### DATASET EXCERPTS:
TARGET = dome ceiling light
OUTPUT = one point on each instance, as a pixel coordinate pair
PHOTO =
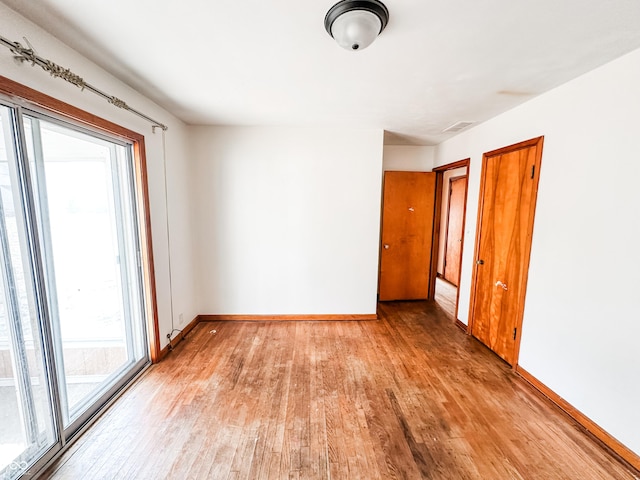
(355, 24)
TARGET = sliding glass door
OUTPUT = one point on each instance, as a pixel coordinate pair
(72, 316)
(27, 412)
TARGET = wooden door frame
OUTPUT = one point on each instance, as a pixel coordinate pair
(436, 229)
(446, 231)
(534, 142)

* * *

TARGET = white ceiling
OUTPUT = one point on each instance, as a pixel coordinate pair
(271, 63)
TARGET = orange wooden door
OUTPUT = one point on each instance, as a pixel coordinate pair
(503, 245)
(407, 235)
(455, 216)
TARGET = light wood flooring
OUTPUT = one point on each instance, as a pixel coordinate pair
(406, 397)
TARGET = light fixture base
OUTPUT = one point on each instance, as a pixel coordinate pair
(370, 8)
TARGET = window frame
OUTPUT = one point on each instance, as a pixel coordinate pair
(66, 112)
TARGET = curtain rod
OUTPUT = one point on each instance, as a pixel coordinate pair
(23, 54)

* * *

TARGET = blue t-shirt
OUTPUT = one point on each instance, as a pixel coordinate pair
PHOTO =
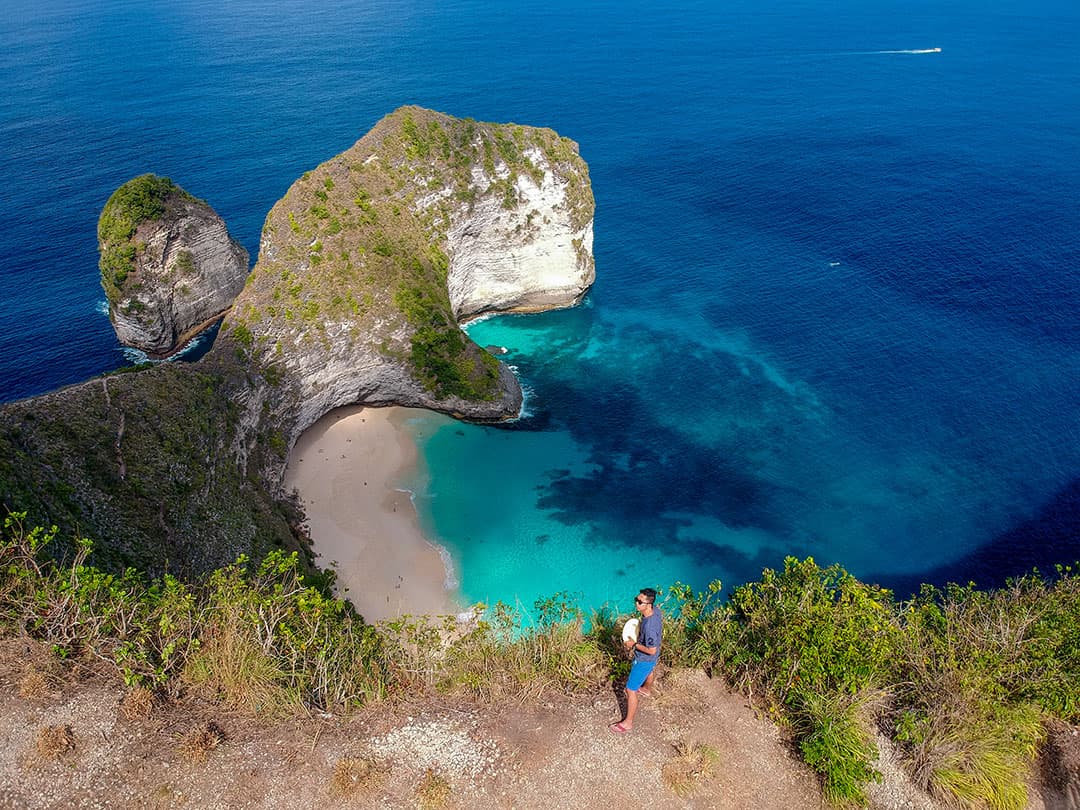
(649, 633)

### EXERCISE PROMPT:
Please pull out each line of the material above that contains the word "wooden". Case counts.

### THE ANSWER:
TARGET = wooden door frame
TARGET = orange wooden door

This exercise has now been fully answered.